Object point labels:

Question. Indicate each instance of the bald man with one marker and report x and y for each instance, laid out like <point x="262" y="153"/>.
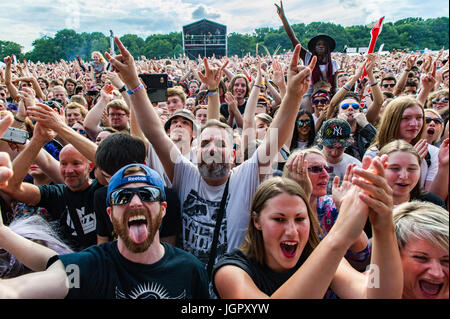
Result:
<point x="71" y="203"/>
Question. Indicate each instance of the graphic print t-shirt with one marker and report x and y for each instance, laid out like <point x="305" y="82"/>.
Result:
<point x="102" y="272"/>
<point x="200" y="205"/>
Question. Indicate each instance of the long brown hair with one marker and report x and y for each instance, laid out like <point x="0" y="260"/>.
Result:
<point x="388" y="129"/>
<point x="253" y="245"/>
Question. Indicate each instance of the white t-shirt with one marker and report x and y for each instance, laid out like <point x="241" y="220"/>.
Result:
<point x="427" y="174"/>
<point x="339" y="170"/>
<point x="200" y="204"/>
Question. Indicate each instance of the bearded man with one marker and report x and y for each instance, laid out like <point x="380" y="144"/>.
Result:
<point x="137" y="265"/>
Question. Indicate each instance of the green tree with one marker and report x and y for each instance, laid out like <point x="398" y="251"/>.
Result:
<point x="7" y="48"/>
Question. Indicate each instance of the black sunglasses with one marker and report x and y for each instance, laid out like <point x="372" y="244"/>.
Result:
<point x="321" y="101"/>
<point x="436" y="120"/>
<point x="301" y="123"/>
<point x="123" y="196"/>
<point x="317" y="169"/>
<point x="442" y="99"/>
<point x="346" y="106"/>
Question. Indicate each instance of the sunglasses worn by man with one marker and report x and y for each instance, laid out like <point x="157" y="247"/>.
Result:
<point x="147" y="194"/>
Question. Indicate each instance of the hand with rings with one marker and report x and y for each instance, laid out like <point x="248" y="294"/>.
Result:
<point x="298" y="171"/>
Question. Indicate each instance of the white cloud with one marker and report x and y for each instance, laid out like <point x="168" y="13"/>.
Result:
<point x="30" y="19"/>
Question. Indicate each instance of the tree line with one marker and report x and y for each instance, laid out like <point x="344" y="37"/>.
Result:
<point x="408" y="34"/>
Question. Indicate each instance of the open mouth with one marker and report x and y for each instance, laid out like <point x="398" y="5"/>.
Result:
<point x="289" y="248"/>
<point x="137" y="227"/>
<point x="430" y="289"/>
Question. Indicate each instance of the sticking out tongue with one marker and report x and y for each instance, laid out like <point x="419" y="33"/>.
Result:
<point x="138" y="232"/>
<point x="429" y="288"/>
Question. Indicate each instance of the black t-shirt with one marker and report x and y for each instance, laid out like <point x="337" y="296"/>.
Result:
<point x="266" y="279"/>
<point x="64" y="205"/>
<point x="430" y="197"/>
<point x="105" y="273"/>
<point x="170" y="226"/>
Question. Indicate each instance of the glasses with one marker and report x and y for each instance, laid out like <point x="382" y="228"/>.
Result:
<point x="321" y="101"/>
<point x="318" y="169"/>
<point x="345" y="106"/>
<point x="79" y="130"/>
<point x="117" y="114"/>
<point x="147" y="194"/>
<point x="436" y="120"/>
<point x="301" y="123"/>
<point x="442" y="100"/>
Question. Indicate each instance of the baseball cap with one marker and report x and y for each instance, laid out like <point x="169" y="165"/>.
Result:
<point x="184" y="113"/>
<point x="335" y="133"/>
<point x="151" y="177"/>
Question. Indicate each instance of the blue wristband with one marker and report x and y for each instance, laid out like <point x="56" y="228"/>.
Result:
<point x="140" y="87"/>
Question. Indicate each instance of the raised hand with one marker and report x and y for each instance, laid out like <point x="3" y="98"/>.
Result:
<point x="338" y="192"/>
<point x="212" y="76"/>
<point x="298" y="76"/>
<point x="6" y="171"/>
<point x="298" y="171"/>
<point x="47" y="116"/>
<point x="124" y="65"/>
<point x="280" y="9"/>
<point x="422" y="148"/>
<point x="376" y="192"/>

• _Work to do_:
Return all of the material above word for word, omitting the pictures.

• _Response to the exercise_:
Question. Indicate each instance of the bald man with one marker and report x and y for each instance, laid out like <point x="262" y="153"/>.
Result:
<point x="71" y="203"/>
Question. Indicate each instance of the graphic print t-shirt with one marker and report x and y for each instance, laid out like <point x="305" y="82"/>.
Result:
<point x="102" y="272"/>
<point x="200" y="205"/>
Question. Indicate each instance of the long brown hair with one marker and report x and y for each instance, laid out like <point x="0" y="260"/>.
Result:
<point x="388" y="129"/>
<point x="253" y="245"/>
Question. Indicate each instance of the white t-shirt with one marker and report x and y for each instance, laid out like <point x="241" y="220"/>.
Result:
<point x="427" y="174"/>
<point x="339" y="170"/>
<point x="200" y="204"/>
Question. Indicate each instance of the bearded man with one marker and report x and y for each instance, laid out like <point x="380" y="144"/>.
Result:
<point x="137" y="265"/>
Question. Indicate each instance of the green tree with one marker and report x and y for each instance, laid out like <point x="398" y="251"/>.
Result:
<point x="7" y="48"/>
Question. Indicate each instance of the black sunglasses with one marker and report x and y for each instance, laid out like <point x="372" y="244"/>.
Result:
<point x="321" y="101"/>
<point x="436" y="120"/>
<point x="301" y="123"/>
<point x="123" y="196"/>
<point x="317" y="169"/>
<point x="442" y="99"/>
<point x="346" y="106"/>
Question. Indicate each instance of the sunglasses worn by man with one marker and report x and y for each instance, laid out like <point x="157" y="247"/>.
Result:
<point x="147" y="194"/>
Question. Indicate each instance of the hand with rings with one marker and report x and y for each instance, laid out like <point x="248" y="294"/>.
Result:
<point x="298" y="171"/>
Question. Indicate each instance of the white cloud with one marker and report x and y for each instance, laid out like <point x="168" y="13"/>.
Result:
<point x="30" y="19"/>
Question. Indicate each instance of the tree line with one marker and report x and y for each instance, laid out like <point x="344" y="37"/>.
Result:
<point x="408" y="34"/>
Question. Indicate each instance of the open mouth with one marker and report x and y for each instance, laid out like <point x="398" y="5"/>.
Result:
<point x="289" y="248"/>
<point x="137" y="227"/>
<point x="430" y="289"/>
Question. Indicate each instance of the sticking out tongue with one marker and report x and y for each instance, laid out like <point x="419" y="33"/>.
Result:
<point x="138" y="232"/>
<point x="429" y="288"/>
Question. Indicate each instance of the black t-shirt with one marker and report x and y for each instance, laid out like <point x="337" y="296"/>.
Result:
<point x="266" y="279"/>
<point x="64" y="205"/>
<point x="430" y="197"/>
<point x="105" y="273"/>
<point x="170" y="226"/>
Question. Indicate each instance of the glasses with one marker and report x and y for each instance, laid out like <point x="382" y="228"/>.
Result:
<point x="321" y="101"/>
<point x="318" y="169"/>
<point x="345" y="106"/>
<point x="79" y="130"/>
<point x="117" y="114"/>
<point x="147" y="194"/>
<point x="436" y="120"/>
<point x="301" y="123"/>
<point x="442" y="100"/>
Question. Indicate each instance of the baseball cap with one marker and report x and y for each instance, laid out like <point x="169" y="165"/>.
Result:
<point x="184" y="113"/>
<point x="335" y="133"/>
<point x="151" y="177"/>
Question. Indicate each instance of the blue wristband with one marker and report x and y for each instance, laid out like <point x="56" y="228"/>.
Result:
<point x="140" y="87"/>
Question. Indicate each instance of the raised hand with one marker and report x and y for each instance, laid out like <point x="3" y="98"/>.
Result:
<point x="338" y="192"/>
<point x="212" y="76"/>
<point x="298" y="76"/>
<point x="6" y="171"/>
<point x="298" y="171"/>
<point x="47" y="116"/>
<point x="124" y="65"/>
<point x="280" y="9"/>
<point x="422" y="148"/>
<point x="376" y="192"/>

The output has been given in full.